◆ Provided information
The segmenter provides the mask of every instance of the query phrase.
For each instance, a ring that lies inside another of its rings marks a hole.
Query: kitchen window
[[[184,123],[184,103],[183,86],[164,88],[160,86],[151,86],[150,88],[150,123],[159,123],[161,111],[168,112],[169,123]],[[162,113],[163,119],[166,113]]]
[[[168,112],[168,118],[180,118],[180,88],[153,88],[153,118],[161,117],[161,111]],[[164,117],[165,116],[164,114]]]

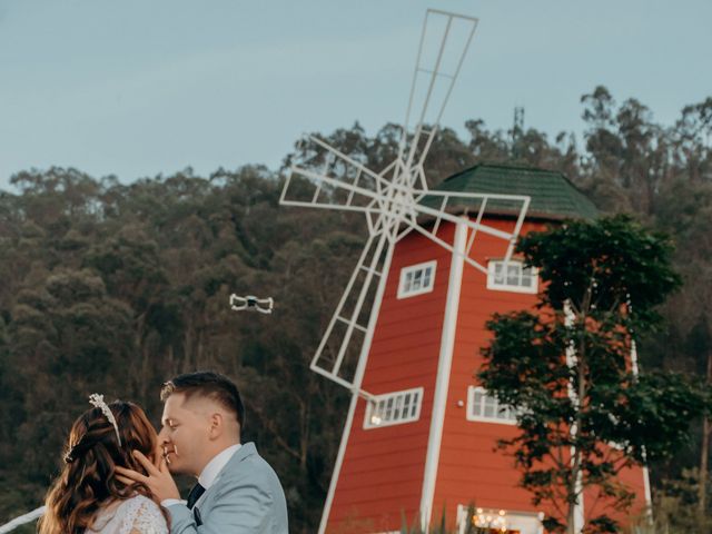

◆ Requirements
Rewrite everything from the start of the lines down to the line containing "Query: kitchen window", with "segmenter" replaced by "outliner" and nothing else changed.

◆ Exercise result
The outliner provides the mask of every instance of the query phrase.
For each instance, a ring that lies inside another of its rings marks a hole.
Query: kitchen window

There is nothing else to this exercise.